* [Exercise task] Reproduce the data below, changing every "photo" to "image" and keeping everything else identical. Leave the pictures out of your answer.

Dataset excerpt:
******
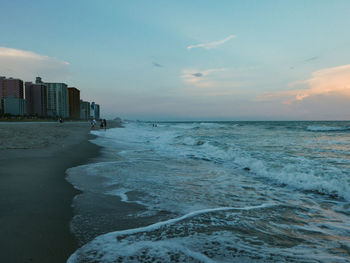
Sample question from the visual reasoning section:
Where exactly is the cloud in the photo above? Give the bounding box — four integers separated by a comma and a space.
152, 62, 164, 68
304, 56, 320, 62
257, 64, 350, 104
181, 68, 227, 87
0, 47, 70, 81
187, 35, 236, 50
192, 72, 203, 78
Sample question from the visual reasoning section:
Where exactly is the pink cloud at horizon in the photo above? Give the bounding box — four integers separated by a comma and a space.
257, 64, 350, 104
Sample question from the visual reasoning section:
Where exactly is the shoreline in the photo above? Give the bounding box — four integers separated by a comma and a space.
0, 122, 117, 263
******
* [Answer for this exercise]
Sample question from the visual reasoning section:
Where exactly is the cloud in the image above? Give the bounding box — four integers separated by a comma and a space.
152, 62, 164, 68
304, 56, 320, 62
257, 64, 350, 104
181, 68, 227, 87
0, 47, 70, 81
187, 35, 236, 50
192, 72, 203, 78
Sample question from the visual reasoning section:
Where exactly is the pink cloud at horizon in the image above? Give the bounding box — four integers separated by a comma and a space.
257, 64, 350, 104
Sample question from the visual reasoning section:
Where exactly is the shoreline in the image above? Give the bounding box — four integers separated by a comma and a space.
0, 122, 117, 263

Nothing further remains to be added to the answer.